On the part of the defense the' testimony went to show that the person then having charge of the boom for Mr-Adams was one Jackson; that he was on duty near the gateway of the boom when the raft appeared, and attending to receive it; that it was not hauled up as far as the gap; that he cried out to those on the tug to “come ahead,” and that, as near as he could understand what was said, they claimed either that they could not get in or were in a hurry; that the boom was in good condition, with the exception that the gap was incumbered by a few thirty-foot sticks, which the wind held there; that an entrance was practicable with little trouble, and that not more than ten or fifteen minutes would have been required to effect it; that there was plenty of room inside, and when he observed that the persons with the tug were fastening the raft outside, he at once proceeded to inform Mr. Adams, and was gone not to exceed twenty minutes; but when he returned the tug had sailed away.

This reference to the circumstances, and to the drift of the evidence, is all that is necessary for the disposition of of the point we are now considering.

**WHAT YOU NEED TO DO:**
**1)** According to the passage about the raft at the boom, how much time would have been required to get the raft through the entrance?
**2)** Write the next part of the passage about the raft at the boom, starting after its last sentence.
The data after this passage about the raft at the boom isn't needed for anything here.

**DATA SECTION:**
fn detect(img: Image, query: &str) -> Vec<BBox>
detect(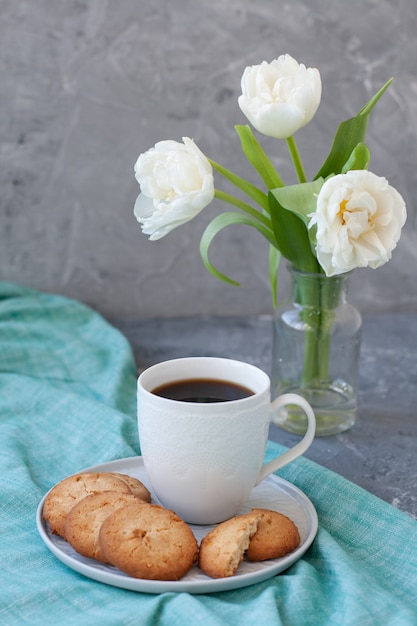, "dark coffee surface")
[152,378,253,404]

**RESPONSES TO THE EXERCISE:**
**1)** Not more than ten or fifteen minutes.

**2)**
The defendant maintains, and the court charged in substance and effect, that if, when the plaintiffs arrived with the tug and raft the boom was not in a condition to be entered, and it was apparent that in five or six hours, or some other reasonable time, an entrance would be practicable, it was their duty to remain there for such time, unless on consultation with those in charge of the boom, their earlier departure was assented to. The whole language of this part of the charge is not repeated, but its sense and import, as it must have been understood by the jury, are given. It is true, that, in the same connection, [231]*231it was suggested by the court that the tug, by waiting, would have been entitled to advance a claim in the nature of demurrage. But this remark is not considered, under the circumstances, as meriting any special comment. If the supposed duty to wait, in the actual state of things, rested with imperative force on the plaintiffs, then their violation of that duty, by going away immediately without consent, afforded ground of legal complaint against them by the defendant, irrespective of the question whether they would or would not, by remaining, have founded a claim in the nature of demurrage.

"We have no occasion, therefore, to admit or deny the soundness of this intimation.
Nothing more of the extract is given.